WORK INSTRUCTION> Keyword search on "correct": report each line of the records that contains it.

Stored items
↓

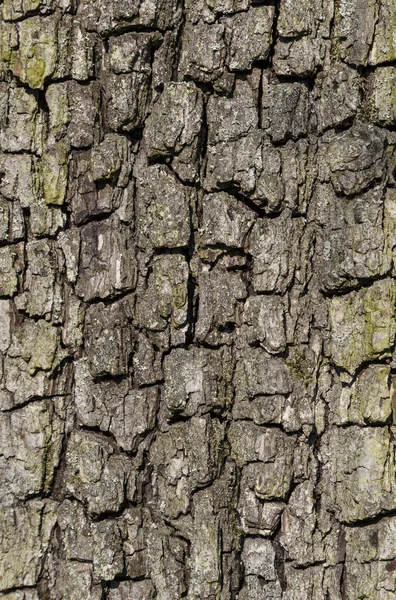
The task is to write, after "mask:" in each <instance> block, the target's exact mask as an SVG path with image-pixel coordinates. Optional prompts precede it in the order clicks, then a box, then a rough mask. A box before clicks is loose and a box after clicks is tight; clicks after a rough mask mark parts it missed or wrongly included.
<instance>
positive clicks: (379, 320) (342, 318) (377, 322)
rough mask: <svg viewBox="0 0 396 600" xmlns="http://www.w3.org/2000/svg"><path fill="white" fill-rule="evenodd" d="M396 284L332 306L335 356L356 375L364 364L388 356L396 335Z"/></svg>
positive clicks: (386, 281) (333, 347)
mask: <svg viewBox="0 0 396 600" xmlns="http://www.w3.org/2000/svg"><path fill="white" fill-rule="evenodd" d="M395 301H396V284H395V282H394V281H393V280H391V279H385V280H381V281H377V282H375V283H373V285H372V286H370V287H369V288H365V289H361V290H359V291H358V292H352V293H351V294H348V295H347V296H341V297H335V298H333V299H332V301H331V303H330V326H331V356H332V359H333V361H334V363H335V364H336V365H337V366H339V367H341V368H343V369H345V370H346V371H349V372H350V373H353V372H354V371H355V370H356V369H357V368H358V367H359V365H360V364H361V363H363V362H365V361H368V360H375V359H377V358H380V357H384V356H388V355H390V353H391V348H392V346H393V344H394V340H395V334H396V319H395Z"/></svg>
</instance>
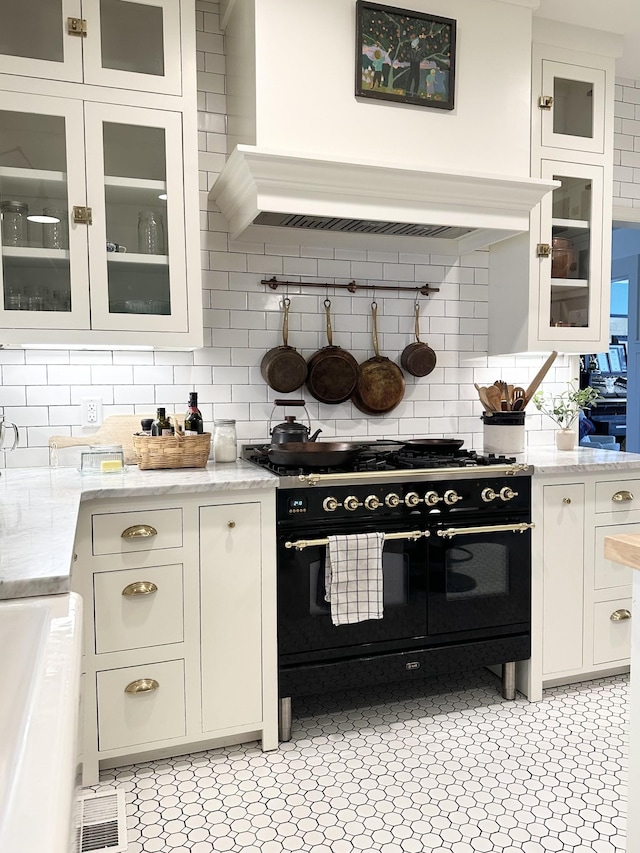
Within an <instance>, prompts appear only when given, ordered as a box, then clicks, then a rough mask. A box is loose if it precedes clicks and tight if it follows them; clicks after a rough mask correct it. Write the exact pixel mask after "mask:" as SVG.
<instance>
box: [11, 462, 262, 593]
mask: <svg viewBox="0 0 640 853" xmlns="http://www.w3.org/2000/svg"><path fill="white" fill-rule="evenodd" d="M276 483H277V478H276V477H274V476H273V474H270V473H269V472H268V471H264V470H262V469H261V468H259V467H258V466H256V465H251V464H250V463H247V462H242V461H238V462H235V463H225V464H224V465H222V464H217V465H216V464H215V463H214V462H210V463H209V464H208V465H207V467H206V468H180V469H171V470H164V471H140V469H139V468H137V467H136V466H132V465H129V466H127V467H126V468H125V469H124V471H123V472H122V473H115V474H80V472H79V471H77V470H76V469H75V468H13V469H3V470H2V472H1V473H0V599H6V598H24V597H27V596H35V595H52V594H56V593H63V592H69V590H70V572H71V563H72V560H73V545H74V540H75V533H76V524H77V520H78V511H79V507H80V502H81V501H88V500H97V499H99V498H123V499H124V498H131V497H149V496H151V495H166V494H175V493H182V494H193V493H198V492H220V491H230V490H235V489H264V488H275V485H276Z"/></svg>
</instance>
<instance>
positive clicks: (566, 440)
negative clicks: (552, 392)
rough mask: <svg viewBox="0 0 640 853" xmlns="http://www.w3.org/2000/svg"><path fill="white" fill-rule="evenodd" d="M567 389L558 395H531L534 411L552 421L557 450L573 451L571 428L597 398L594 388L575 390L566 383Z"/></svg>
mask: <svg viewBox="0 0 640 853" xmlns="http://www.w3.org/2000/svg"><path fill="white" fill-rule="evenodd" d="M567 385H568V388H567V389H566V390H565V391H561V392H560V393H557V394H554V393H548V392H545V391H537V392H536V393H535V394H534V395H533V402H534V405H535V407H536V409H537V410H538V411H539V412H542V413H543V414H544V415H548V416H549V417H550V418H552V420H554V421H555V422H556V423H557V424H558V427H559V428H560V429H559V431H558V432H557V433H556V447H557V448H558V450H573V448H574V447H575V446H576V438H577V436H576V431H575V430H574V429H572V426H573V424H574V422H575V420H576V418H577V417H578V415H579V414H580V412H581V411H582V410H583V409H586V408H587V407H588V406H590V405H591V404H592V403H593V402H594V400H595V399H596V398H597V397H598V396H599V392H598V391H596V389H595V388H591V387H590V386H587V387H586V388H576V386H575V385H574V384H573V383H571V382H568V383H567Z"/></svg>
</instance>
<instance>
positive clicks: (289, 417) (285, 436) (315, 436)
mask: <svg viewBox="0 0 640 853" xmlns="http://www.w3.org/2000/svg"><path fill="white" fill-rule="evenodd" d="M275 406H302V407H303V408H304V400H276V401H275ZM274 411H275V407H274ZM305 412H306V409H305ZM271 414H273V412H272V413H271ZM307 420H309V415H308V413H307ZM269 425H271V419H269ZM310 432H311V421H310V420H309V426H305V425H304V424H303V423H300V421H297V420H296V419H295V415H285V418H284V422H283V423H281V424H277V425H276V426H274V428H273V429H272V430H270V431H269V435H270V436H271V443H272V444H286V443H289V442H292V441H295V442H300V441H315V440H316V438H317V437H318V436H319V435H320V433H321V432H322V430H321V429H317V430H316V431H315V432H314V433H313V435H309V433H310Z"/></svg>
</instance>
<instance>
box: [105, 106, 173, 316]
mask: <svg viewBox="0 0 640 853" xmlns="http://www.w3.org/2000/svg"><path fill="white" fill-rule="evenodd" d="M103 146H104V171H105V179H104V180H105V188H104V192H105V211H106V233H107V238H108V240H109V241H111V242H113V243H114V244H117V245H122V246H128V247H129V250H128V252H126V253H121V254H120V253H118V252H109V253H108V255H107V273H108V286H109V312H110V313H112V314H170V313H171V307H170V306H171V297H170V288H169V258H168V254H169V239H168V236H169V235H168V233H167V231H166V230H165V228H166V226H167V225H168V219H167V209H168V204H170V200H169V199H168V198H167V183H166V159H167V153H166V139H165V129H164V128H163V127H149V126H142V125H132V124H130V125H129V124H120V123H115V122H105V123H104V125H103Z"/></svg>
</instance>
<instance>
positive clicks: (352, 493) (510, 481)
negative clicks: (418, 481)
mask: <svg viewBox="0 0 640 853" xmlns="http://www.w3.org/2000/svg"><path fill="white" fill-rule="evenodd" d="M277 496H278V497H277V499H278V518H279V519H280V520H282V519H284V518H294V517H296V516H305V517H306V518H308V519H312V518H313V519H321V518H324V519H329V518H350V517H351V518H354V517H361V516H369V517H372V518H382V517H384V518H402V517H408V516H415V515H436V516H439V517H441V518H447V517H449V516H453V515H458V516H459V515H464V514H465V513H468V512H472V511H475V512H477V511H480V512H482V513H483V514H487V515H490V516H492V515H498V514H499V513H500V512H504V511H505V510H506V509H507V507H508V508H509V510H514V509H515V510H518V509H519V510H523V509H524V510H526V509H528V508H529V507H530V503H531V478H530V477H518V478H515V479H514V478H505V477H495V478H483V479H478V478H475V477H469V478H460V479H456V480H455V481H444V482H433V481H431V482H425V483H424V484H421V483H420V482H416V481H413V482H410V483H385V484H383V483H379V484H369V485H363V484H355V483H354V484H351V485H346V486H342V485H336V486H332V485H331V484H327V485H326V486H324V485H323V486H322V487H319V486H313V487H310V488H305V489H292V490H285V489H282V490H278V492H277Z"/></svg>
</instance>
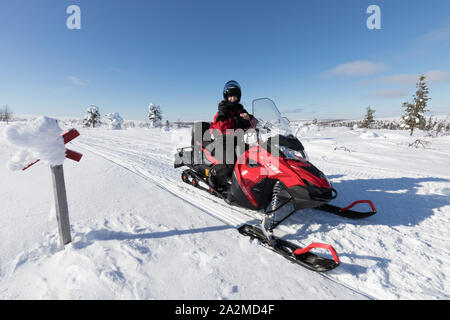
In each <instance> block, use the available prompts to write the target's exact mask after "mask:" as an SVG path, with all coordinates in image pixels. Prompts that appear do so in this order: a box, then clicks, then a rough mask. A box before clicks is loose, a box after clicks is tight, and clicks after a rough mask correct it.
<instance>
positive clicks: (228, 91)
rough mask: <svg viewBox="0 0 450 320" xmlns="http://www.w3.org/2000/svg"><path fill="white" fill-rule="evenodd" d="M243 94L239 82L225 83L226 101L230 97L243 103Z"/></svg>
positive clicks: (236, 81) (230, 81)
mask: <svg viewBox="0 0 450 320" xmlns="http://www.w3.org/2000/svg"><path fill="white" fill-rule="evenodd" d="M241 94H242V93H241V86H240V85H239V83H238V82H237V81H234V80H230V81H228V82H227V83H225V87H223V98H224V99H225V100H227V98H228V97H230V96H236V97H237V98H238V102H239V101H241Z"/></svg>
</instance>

↑

EXERCISE RESULT>
Within an <instance>, prompts appear only when given, ordered as a box, then clicks, then a rough mask. A box is loose if it precedes clicks and tight if it follows them; clicks after a rough mask correct it. Write the exact pixel mask after "mask:" as SVG.
In each <instance> block, use the available prompts to write the target's exact mask after "mask:" as an SVG path, with all coordinates in image pixels. Prompts that appear do so in this order: a box, then clicks, then a rough mask. A box before clicks is loose, a box after clicks is tight, and clicks after a rough mask correct it.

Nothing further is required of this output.